TEXT EXCERPT -
——

An Australian study looked at fecal mater from five local bat species. A total of 40 insect species were detected and moths were the most prominent. Mosquitoes were only detected for two of the five species. They concluded that smaller bat species are more likely to eat mosquitoes, and that not all species of bats eat mosquitoes. “There is a species-specific relationship between bats and their preferred meal.”
Little brown bats observed in a barn in Alaska showed that bats do use echolocation to find mosquitoes and that the mosquitoes “did not show any defensive behavior in response to approaching bats.” That is why devices that mimic bat sounds don’t work for keeping mosquitoes out of the backyard.
Another study looking at little brown bats in Alaska found that only 2% of their diet was mosquitoes.
A study of the little brown bat in New Hampshire found that when mosquitoes were very plentiful, bats consumed significant numbers.

——

Spatial localization data -
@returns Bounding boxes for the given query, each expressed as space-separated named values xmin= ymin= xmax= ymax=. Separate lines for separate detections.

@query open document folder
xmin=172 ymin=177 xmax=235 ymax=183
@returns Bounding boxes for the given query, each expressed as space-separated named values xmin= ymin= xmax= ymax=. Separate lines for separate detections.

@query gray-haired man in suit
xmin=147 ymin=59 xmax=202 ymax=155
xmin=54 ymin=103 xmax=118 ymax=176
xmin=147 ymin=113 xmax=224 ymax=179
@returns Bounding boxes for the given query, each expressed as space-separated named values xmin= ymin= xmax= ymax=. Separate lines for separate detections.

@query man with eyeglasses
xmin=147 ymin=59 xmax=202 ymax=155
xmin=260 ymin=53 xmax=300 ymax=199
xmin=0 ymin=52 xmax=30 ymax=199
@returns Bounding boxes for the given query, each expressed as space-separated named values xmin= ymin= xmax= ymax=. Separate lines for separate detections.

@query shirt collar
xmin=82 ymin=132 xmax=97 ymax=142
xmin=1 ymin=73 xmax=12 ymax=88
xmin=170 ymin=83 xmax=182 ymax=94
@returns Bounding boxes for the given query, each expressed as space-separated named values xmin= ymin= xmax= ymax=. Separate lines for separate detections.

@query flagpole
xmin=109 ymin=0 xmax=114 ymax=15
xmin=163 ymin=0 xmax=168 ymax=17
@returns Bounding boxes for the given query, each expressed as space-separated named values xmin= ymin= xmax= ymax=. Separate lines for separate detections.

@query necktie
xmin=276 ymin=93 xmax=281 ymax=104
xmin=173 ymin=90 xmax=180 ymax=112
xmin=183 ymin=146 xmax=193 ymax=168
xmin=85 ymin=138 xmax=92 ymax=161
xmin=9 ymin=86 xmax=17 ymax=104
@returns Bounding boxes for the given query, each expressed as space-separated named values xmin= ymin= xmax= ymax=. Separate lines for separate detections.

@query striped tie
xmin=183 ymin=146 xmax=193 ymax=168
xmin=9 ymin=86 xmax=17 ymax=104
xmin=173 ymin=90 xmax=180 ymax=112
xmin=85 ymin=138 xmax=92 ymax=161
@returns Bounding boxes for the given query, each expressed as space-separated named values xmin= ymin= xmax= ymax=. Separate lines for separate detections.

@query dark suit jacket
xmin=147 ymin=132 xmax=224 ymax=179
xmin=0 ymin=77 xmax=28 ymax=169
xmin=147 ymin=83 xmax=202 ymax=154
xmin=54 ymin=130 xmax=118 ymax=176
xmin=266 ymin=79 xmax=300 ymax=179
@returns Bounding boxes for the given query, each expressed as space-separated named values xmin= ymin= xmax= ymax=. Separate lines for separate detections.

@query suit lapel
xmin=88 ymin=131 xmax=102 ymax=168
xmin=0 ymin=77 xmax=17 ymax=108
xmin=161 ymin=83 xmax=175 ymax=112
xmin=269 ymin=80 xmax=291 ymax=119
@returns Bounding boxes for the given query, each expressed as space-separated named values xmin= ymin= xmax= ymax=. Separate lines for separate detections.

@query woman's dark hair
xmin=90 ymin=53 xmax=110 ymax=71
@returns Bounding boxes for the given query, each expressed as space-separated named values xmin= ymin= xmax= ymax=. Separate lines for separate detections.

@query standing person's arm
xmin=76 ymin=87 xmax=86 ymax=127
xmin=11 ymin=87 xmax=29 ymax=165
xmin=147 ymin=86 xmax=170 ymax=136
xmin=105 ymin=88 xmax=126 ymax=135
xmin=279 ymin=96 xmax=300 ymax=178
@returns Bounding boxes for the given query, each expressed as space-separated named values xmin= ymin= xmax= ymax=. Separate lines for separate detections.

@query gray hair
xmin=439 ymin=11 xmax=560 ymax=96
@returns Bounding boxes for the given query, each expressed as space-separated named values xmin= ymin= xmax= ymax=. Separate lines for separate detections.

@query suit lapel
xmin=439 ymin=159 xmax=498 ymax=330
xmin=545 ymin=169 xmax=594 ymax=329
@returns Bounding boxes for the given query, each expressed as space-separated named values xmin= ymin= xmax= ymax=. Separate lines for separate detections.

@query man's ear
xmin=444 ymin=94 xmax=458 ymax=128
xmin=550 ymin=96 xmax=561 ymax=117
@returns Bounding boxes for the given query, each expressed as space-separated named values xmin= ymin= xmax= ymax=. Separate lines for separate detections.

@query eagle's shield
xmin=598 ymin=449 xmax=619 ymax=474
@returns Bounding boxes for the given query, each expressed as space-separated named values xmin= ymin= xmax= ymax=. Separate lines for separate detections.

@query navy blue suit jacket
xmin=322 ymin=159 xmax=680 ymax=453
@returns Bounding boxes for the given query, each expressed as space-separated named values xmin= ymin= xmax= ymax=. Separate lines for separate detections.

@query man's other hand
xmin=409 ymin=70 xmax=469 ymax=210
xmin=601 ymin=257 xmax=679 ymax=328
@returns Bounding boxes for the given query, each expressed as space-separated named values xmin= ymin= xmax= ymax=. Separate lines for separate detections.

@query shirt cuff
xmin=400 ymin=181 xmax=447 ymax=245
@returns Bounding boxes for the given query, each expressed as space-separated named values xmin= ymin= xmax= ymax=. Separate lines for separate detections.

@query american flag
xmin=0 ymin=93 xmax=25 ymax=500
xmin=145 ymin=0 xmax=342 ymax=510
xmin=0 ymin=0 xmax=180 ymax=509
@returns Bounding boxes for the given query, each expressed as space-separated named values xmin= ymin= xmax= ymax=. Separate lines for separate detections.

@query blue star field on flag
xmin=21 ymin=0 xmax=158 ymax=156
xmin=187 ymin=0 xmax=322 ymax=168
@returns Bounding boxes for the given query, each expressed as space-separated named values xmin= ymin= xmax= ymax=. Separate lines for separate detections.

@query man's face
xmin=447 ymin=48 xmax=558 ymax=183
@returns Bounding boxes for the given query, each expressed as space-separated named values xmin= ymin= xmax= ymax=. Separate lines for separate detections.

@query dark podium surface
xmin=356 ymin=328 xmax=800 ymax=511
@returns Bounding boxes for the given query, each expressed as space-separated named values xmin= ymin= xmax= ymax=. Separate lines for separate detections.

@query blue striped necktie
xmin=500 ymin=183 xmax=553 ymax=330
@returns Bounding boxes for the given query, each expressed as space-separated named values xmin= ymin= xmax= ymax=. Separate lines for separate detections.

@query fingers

——

REQUIRED ACTIONS -
A) In the text about bats and mosquitoes, how many insect species did the Australian study detect?
B) Pick up the text about bats and mosquitoes from its last sentence and keep writing.
You won't need the records for this.

YOUR WRITTEN ANSWERS -
A) A total of 40 insect species.

B)
A study in Sweden looked at the northern bat and found that, “In summer, northern bats rely heavily on mosquitoes and other dipteran insects, particularly in the north where summer nights remain light, and most feeding takes place in forested areas. In the south, the same species of bat feeds over lakes and farmland, and their diet varies accordingly, including dung -beetles, moths, and caddis flies as well.”
Do Bats Eat Mosquitoes?
There are 1,000 species of bats in the world and very few have been tested to see what they eat. Some don’t eat insects at all, but even the ones that do, have species-related diets. You can’t reach any conclusion about all bats. The right answer is, some do and some don’t, and this changes based on the environment.
Smaller bats are more likely to eat mosquitoes than larger ones.
Bats are opportunistic. When they are hungry, they eat what is available. Mosquitoes don’t take evasive action like other insects, so mosquitoes are easy to catch. Unfortunately, they are very small and so a bat might chase a larger more difficult prey in order to get a decent meal.
When mosquitoes are plentiful, as is the case in Northern Sweden, bats eat more mosquitoes. When mosquitoes are less plentiful they eat fewer and rely mostly on beetles, wasps, and moths.
We can say some bats eat mosquitoes and in some cases mosquitoes make up a good part of their diet. The often quoted “bats eat 1,000 mosquitoes a night”, is not based on real world science and is a myth – in most cases.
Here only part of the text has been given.